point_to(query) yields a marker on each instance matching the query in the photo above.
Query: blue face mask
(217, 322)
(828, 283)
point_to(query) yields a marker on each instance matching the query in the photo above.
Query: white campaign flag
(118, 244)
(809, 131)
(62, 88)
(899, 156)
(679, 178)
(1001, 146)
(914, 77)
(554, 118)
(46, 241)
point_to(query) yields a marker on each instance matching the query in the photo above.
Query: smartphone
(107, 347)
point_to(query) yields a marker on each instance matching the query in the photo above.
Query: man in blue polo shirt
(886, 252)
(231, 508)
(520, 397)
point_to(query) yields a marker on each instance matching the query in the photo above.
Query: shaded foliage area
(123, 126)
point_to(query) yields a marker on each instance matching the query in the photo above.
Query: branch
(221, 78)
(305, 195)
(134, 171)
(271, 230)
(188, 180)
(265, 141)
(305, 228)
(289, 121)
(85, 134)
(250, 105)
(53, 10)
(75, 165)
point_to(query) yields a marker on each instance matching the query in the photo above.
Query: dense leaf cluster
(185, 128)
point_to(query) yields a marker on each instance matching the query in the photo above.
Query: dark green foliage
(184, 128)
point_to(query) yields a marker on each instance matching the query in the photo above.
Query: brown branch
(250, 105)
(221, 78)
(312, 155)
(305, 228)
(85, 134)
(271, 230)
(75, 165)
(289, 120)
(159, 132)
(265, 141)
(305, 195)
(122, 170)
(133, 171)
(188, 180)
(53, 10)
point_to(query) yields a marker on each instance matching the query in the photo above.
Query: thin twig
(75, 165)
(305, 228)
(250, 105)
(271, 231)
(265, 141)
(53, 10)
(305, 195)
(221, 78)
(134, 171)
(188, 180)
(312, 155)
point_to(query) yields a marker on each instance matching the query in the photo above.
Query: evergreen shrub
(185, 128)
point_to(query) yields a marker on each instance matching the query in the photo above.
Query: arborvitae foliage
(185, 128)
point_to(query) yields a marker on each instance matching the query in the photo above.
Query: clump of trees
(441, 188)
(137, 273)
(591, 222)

::::::::::

* YOUR GOAL *
Please write out the whole of the material exactly.

* SOLUTION *
point_to(query) yields a marker on each instance matching the query in the photo above.
Query: blue face mask
(217, 322)
(828, 283)
point_to(query) yields a marker on each instance matching the query in the photo above.
Query: white campaign flag
(118, 244)
(809, 131)
(62, 88)
(899, 156)
(679, 178)
(1001, 146)
(914, 77)
(554, 118)
(46, 241)
point_to(query) yields a marker on each instance matching the query in the photo above.
Query: smartphone
(107, 347)
point_to(query) yields a marker on each instance matching the query in the photo above.
Query: man in blue polo shirt
(886, 252)
(231, 508)
(520, 397)
point_to(query) yields a marker on each instance matching the query in the photo above.
Query: shaded foliage area
(123, 126)
point_to(query) yields a marker on each instance matching the query in the photo above.
Query: branch
(221, 78)
(305, 195)
(134, 171)
(271, 230)
(188, 180)
(265, 141)
(305, 228)
(289, 121)
(85, 134)
(250, 105)
(53, 10)
(75, 165)
point_to(query) yields a marker on each instance matching the query in the photo above.
Query: dense leaf cluster
(185, 128)
point_to(query) yields a marker on each instance matching the query in the photo above.
Query: dark green foliage
(184, 128)
point_to(query) yields a marker on each instance matching the query in the photo above.
Query: brown branch
(250, 105)
(221, 78)
(312, 155)
(305, 228)
(85, 134)
(271, 230)
(75, 165)
(289, 120)
(159, 132)
(265, 141)
(305, 195)
(122, 170)
(133, 171)
(188, 180)
(53, 10)
point_to(query) yields a marker on each instance matching the query in the photo above.
Query: thin twig
(75, 165)
(305, 228)
(250, 105)
(271, 231)
(265, 141)
(53, 10)
(305, 195)
(221, 78)
(134, 171)
(188, 180)
(312, 155)
point_to(query) yields a marker on each instance matching the query in the photo above.
Query: evergreen shrub
(185, 128)
point_to(query) yields a marker on each instance matching the query in the photo above.
Query: arborvitae foliage
(185, 128)
point_to(query) yields a marker on each instance matching the query in the photo above.
Query: clump of trees
(441, 188)
(137, 273)
(591, 222)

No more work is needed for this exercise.